--- Brano ---

Un corpo umano è materia pesante,
materia che si può illuminare, opaca alla luce, materia viva,
materia unita ad un pensiero per mezzo di un legame misterioso ed
in tal modo materia che partecipa a differenti equilibri. (4)
Lo scopo della ricerca è sostanzialmente cartesiano,
tuttavia la forma adottata è assolutamente spinoziana ed implica
un maggiore peso della materia all’interno della problematica
filosofica.
Ogni piano è caratterizzato da una propria norma
di conoscenza pur dipendendo sempre dall’altro per completarsi;
il problema fondamentale è non confondere mai i due piani e non
pensare di trovare la razionalità nel sensibile e viceversa,
perché altrimenti si cadrebbe nel gioco senza fine dell’immaginazione.
L’immaginazione è il peggior
errore nel quale può incappare l’uomo, perchè a
stento, spesso, la si distingue dalla reale conoscenza;
per iniziare a capire di cosa si tratta, potremmo definire l’immaginazione
come un "trasferimento nell’oggetto di ciò che ha
luogo nel corpo del soggetto". (5)
I brani in cui Weil analizza la problematica dell’immaginazione
sono talmente numerosi da rendere immediatamente chiara il fatto che
si tratta un nodo fondamentale di tutta la sua filosofia. Se può
sembrare strana la presenza dell’immaginazione in una filosofia
che mira, prima di tutto, all’eliminazione degli errori della
percezione come preliminare fondamentale alla ricerca, bisogna tener
presente che le immagini non sono solo il risvolto negativo del lavoro
della percezione, ma indicheranno più avanti con molta chiarezza
la forma più pura di percezione, quella dei segni divini.
Per iniziare questa analisi dell’immaginazione,
farò riferimento a uno dei primi scritti, Imagination et perception,
del 1925 che Weil compose durante il liceo come dissertazione sulla
percezione proposta, come ogni anno, dal suo professor Alain. Questo
testo è uno dei tanti esempi del fatto che, da subito, per Weil
è ben definita la dinamica immaginazione-percezione.

---

- **Consegna 1**
Riporta senza cambiare nulla il tratto del brano su Weil e l'immaginazione che parte da "I brani in cui" e finisce con "dei segni divini.".
- **Consegna 2**
Porta avanti il brano su Weil e l'immaginazione, ripartendo subito dopo la sua ultima frase.
Per svolgere l'esercizio non servono i dati.

--- Materiale estratto ---

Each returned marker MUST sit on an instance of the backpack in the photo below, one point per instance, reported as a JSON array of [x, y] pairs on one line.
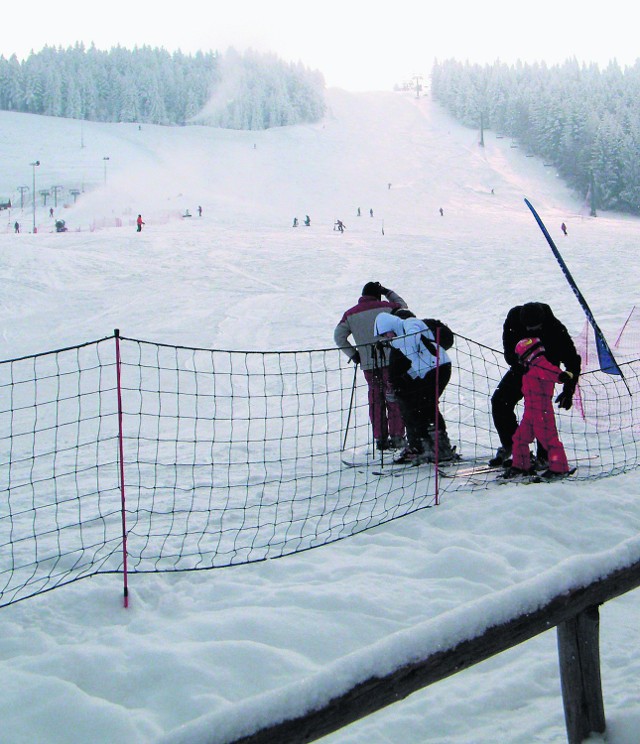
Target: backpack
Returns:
[[446, 334]]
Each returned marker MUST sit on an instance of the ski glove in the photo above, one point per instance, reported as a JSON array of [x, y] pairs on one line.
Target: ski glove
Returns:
[[565, 399]]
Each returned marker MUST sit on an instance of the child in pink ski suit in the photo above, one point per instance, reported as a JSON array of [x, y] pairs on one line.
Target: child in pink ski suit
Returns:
[[538, 421]]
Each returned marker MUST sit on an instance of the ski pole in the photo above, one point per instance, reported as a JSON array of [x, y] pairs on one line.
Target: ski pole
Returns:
[[353, 390]]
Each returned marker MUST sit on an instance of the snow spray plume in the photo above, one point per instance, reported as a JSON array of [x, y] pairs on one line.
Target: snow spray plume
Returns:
[[606, 359]]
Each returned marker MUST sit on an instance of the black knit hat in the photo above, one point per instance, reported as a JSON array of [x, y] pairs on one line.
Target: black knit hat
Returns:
[[372, 289]]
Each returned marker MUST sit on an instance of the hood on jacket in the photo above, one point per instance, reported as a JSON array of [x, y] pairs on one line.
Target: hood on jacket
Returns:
[[386, 322]]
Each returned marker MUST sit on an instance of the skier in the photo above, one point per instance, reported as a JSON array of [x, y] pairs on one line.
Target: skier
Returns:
[[416, 364], [538, 421], [358, 321], [533, 319]]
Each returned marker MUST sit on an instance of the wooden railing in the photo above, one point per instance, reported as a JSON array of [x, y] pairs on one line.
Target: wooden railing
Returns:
[[574, 613]]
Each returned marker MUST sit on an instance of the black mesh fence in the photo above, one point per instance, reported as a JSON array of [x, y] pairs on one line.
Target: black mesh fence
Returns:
[[231, 457]]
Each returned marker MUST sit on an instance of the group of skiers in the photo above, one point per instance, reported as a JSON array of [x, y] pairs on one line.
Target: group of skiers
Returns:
[[405, 363]]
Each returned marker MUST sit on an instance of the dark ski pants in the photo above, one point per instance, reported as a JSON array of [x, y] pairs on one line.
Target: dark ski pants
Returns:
[[384, 409], [418, 400]]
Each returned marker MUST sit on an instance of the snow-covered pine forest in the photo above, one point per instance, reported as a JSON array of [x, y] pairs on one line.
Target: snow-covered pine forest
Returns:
[[581, 120], [151, 85]]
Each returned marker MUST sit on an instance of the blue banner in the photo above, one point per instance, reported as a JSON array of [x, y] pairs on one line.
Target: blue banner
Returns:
[[605, 355]]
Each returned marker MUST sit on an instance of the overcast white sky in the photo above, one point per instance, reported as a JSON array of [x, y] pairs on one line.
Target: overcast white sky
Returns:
[[357, 45]]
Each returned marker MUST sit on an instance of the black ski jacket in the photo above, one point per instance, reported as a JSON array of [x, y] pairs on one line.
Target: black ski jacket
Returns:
[[558, 344]]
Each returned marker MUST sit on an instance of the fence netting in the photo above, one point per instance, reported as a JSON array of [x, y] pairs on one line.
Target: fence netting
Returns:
[[233, 457]]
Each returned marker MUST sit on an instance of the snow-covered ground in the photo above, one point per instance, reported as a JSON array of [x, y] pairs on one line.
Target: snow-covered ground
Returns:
[[78, 668]]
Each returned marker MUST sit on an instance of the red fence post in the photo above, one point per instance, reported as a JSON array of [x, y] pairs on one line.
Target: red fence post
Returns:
[[437, 426], [116, 334]]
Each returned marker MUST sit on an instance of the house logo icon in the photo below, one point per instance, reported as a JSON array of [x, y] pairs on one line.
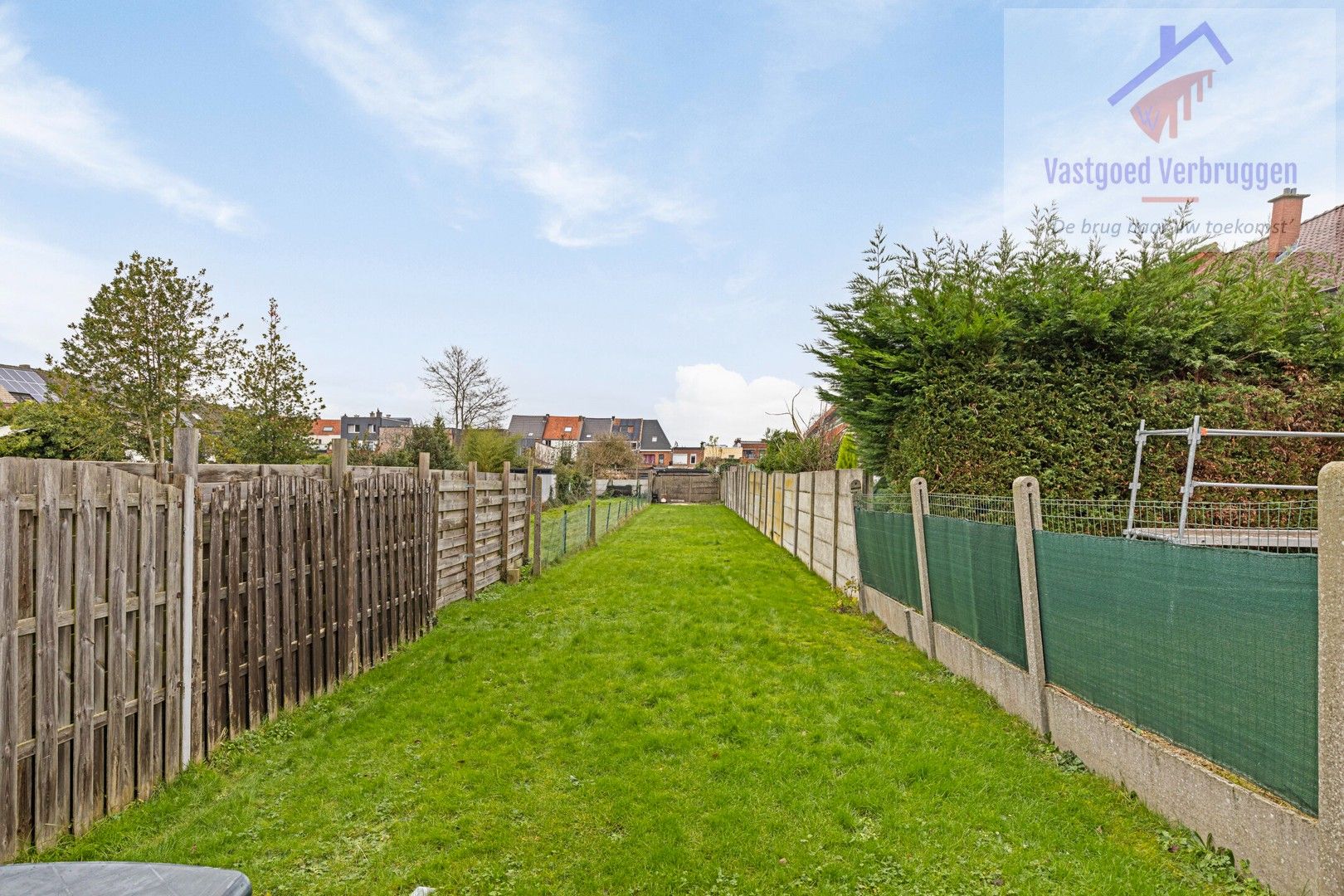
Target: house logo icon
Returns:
[[1166, 104]]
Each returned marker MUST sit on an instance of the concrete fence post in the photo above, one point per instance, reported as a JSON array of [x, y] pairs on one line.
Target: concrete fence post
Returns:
[[505, 475], [835, 529], [1329, 657], [340, 457], [537, 525], [1025, 505], [527, 512], [186, 450], [919, 509]]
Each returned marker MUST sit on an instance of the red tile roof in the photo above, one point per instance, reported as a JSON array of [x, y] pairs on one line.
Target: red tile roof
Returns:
[[555, 427], [1319, 249]]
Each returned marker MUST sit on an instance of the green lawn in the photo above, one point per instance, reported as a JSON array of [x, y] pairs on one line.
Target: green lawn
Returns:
[[683, 709]]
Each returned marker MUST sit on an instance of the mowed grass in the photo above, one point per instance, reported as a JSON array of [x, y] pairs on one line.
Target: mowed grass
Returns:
[[679, 709]]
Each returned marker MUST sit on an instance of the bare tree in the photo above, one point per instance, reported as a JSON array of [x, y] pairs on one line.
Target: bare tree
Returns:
[[475, 398]]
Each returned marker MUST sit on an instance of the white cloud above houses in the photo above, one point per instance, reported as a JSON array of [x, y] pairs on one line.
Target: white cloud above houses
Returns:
[[52, 128], [710, 399], [504, 89]]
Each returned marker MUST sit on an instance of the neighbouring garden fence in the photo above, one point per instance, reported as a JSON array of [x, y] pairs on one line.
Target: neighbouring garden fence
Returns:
[[572, 528], [149, 613], [1190, 674], [808, 514]]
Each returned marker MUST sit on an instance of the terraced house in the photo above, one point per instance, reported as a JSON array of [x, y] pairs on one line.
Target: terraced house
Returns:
[[553, 430]]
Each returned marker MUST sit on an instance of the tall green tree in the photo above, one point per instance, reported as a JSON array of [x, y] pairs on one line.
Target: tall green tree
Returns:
[[275, 403], [973, 364], [149, 351]]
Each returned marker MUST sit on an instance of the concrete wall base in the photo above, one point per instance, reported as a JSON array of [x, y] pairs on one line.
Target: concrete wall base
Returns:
[[1280, 843]]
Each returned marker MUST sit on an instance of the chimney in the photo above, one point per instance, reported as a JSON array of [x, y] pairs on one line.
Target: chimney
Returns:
[[1285, 221]]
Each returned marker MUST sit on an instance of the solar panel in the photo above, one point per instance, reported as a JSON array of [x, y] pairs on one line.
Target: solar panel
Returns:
[[24, 382]]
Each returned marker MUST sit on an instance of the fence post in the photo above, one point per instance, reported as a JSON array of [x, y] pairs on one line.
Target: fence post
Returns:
[[186, 446], [1025, 508], [343, 497], [1329, 657], [505, 490], [424, 475], [919, 509], [527, 514], [537, 525], [593, 509], [340, 457], [470, 555], [835, 531]]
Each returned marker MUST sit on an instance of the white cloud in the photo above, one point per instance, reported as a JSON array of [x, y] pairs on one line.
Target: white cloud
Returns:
[[49, 123], [1255, 110], [710, 399], [43, 288], [504, 93]]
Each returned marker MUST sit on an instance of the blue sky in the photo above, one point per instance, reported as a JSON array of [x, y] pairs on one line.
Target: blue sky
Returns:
[[629, 208]]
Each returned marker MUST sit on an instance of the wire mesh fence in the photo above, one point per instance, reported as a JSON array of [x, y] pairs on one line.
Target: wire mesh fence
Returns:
[[572, 528], [1281, 527], [884, 501]]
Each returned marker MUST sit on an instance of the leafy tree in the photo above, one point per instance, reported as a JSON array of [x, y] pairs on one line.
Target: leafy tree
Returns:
[[489, 449], [971, 366], [476, 398], [149, 351], [275, 403], [788, 451], [71, 429]]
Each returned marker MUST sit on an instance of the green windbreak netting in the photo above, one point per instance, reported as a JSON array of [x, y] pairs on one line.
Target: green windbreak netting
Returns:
[[1210, 648], [973, 583], [888, 553]]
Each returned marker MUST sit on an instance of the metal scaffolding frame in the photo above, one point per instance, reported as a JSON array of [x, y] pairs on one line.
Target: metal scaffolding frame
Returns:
[[1194, 436]]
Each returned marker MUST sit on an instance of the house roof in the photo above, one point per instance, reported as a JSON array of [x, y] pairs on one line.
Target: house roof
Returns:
[[1319, 249], [654, 438], [596, 426], [530, 426], [23, 382], [629, 426], [555, 427]]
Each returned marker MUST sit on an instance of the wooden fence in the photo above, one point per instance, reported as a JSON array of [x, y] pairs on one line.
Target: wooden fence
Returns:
[[149, 614], [808, 514]]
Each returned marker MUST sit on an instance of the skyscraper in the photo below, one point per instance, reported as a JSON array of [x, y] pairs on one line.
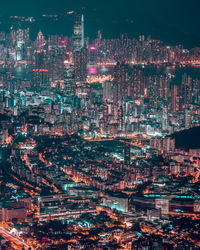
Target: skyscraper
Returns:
[[79, 50], [78, 37], [120, 90]]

---

- **Risposta 1**
I brani in cui Weil analizza la problematica dell’immaginazione
sono talmente numerosi da rendere immediatamente chiara il fatto che
si tratta un nodo fondamentale di tutta la sua filosofia. Se può
sembrare strana la presenza dell’immaginazione in una filosofia
che mira, prima di tutto, all’eliminazione degli errori della
percezione come preliminare fondamentale alla ricerca, bisogna tener
presente che le immagini non sono solo il risvolto negativo del lavoro
della percezione, ma indicheranno più avanti con molta chiarezza
la forma più pura di percezione, quella dei segni divini.

- **Risposta 2**
Quand nous voyons le monde, l’image
que nous en avons ne le reflète donc pas seulement lui; il
nous reflète nous aussi. […] Le rêve projette
devant nous comme une réalité extérieure ce
qu’il y a de plus nous-même en nous, ce qu’il
y a de profond et qui, quand nous sommes éveillés,
se heurte à la dure surface des choses: c’est là
la jouissance, dit-on, que recherchent les fumeurs d’opium.
C’est de ce mariage entre le monde et nous que résulte
la perception.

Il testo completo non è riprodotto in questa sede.